Reproduce the lines of the listing below without any change, starting with its first line and going on through the line that contains "<point>668,265</point>".

Source records
------------

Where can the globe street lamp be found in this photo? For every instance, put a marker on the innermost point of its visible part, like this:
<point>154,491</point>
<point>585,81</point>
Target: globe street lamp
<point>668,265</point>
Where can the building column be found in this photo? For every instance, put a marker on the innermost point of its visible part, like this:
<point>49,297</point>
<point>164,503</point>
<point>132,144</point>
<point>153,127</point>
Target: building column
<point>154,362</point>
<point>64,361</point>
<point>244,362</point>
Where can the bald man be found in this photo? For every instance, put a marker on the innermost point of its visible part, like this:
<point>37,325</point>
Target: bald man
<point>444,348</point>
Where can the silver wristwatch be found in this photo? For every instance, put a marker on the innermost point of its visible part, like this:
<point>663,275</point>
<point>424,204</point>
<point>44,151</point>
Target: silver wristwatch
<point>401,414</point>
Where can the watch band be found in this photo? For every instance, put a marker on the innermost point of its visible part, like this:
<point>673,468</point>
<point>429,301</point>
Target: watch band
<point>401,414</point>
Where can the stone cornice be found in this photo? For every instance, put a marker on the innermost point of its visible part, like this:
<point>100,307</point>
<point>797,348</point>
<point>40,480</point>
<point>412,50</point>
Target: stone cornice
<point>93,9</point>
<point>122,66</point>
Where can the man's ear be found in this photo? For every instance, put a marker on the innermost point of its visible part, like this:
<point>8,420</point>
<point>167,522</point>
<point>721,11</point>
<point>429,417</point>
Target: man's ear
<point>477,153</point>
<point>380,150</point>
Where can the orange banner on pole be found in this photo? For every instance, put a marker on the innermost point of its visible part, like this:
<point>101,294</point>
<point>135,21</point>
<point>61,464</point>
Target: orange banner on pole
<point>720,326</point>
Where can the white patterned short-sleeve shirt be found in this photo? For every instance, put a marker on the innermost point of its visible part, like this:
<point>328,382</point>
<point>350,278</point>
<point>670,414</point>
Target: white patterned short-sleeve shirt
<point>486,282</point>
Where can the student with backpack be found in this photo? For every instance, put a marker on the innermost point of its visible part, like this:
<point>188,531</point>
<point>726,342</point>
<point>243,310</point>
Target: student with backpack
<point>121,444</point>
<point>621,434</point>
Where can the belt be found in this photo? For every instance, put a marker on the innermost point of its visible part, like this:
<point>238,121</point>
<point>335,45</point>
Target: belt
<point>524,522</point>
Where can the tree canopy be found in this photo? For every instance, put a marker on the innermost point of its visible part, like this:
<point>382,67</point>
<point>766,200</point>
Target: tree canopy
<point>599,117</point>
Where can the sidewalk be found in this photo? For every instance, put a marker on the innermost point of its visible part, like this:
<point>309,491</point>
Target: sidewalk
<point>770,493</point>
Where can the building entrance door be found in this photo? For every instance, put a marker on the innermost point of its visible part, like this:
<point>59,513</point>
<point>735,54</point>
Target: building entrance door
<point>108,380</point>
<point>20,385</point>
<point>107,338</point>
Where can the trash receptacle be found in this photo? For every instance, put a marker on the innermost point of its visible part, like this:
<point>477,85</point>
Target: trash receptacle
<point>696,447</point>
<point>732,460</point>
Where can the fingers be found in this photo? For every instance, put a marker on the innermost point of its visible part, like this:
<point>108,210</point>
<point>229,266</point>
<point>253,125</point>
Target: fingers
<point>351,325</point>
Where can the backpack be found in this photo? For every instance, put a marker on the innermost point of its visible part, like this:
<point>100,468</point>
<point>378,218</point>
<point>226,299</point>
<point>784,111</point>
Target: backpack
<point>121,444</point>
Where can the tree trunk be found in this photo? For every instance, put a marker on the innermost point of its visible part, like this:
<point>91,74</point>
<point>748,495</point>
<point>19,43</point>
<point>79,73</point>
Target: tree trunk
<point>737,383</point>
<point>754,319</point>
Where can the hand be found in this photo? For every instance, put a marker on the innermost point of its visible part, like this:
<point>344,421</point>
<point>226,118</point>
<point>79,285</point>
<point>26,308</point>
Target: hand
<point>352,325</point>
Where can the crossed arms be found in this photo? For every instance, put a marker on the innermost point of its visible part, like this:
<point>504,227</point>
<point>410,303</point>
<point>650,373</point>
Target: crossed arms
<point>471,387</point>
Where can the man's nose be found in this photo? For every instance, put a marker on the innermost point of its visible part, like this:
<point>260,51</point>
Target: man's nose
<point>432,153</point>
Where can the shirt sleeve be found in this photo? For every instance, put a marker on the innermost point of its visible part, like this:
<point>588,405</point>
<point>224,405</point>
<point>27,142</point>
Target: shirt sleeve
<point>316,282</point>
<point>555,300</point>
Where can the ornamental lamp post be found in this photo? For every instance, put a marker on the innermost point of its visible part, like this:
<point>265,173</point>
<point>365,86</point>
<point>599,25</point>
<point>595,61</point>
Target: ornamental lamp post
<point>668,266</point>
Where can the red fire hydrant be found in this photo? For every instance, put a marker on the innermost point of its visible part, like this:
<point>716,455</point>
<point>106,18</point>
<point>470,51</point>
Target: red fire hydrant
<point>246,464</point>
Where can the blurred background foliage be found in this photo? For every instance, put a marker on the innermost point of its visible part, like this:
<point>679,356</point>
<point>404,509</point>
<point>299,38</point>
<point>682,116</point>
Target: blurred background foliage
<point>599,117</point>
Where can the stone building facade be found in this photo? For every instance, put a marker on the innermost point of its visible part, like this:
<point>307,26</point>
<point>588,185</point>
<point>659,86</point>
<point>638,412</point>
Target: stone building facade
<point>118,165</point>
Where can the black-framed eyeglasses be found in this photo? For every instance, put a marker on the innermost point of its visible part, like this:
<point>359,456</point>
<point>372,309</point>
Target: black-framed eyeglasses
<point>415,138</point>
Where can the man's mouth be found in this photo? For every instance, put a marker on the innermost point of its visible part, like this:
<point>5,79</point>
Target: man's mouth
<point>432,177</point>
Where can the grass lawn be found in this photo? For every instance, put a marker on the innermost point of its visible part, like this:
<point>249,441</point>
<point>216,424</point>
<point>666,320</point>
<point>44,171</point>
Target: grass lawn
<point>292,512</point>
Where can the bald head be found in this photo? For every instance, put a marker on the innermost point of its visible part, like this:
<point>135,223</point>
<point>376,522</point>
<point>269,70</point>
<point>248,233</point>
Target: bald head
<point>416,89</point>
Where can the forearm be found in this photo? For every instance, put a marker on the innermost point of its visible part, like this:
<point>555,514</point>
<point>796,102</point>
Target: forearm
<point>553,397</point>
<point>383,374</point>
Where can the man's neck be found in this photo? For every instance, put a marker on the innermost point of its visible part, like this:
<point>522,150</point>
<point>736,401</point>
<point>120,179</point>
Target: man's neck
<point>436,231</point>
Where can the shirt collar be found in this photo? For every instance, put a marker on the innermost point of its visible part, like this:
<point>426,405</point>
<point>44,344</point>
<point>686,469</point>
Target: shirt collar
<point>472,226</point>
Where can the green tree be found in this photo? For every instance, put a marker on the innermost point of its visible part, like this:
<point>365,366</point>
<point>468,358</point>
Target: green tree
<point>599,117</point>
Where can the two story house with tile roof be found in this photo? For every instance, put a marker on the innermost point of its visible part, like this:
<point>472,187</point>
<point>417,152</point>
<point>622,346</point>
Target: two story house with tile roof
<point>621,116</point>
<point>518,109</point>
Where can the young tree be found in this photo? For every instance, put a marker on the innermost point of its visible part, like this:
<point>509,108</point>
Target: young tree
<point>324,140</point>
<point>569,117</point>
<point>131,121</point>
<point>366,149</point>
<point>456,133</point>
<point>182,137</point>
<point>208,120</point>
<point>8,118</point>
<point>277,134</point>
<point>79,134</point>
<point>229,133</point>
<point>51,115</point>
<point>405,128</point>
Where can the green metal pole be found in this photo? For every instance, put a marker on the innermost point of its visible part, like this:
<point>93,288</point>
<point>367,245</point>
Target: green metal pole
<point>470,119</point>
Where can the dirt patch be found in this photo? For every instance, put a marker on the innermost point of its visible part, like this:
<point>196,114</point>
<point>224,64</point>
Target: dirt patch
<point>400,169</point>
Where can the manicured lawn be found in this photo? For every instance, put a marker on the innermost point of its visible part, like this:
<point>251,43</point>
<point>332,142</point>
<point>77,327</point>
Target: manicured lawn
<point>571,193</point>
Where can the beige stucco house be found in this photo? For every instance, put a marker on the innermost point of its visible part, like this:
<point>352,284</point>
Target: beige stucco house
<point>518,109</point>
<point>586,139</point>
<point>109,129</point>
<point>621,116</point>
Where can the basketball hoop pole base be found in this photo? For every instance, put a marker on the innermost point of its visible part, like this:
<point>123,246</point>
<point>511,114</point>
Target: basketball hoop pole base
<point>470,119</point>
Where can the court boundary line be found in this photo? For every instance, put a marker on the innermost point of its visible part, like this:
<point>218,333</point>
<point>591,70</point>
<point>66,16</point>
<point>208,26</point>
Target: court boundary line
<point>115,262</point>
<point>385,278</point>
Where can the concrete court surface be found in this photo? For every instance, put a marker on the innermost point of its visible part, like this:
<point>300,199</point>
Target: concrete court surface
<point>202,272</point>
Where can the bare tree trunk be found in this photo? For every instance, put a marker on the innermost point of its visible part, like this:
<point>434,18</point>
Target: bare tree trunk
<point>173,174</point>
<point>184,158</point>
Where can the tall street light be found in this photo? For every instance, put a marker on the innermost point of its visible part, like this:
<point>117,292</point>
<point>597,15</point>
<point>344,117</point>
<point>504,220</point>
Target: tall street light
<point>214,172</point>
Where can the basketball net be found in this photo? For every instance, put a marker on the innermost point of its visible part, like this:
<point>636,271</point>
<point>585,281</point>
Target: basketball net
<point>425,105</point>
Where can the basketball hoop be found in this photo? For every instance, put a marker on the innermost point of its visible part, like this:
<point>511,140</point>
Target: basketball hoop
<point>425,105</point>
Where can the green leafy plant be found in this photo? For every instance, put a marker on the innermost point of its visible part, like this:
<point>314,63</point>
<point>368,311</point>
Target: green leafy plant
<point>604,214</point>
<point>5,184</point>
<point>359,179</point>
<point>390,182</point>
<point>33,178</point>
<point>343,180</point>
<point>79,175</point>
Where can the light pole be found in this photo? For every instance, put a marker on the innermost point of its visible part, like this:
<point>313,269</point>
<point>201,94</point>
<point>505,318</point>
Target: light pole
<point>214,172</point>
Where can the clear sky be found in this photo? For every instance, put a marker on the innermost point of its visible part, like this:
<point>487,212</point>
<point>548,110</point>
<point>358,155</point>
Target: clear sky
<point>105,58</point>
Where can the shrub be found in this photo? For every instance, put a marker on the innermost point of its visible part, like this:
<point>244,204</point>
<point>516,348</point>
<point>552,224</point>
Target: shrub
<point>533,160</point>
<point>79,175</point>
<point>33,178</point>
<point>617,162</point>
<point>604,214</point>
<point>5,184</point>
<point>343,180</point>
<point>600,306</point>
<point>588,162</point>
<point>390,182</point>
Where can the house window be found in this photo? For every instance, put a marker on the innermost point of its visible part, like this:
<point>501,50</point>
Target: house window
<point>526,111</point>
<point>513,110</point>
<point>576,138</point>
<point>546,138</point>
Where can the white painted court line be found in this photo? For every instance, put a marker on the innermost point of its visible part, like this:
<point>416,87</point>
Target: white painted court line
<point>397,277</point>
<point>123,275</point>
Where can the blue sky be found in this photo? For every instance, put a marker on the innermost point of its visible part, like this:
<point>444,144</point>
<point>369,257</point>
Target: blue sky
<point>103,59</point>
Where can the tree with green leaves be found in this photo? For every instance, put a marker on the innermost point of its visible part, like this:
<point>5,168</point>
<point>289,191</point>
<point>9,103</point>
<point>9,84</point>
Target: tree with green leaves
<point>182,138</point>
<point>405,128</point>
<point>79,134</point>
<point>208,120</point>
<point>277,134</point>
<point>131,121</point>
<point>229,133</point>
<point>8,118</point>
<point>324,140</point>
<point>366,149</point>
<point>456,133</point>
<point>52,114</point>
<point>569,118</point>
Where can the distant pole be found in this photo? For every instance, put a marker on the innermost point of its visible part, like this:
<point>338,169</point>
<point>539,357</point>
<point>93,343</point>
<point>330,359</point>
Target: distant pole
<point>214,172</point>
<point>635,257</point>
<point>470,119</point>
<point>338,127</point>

------------

Task response
Where can the globe street lamp be found in this photo? For every instance, put a marker on the innermost point of its visible part, like this:
<point>154,491</point>
<point>585,81</point>
Target: globe street lamp
<point>668,265</point>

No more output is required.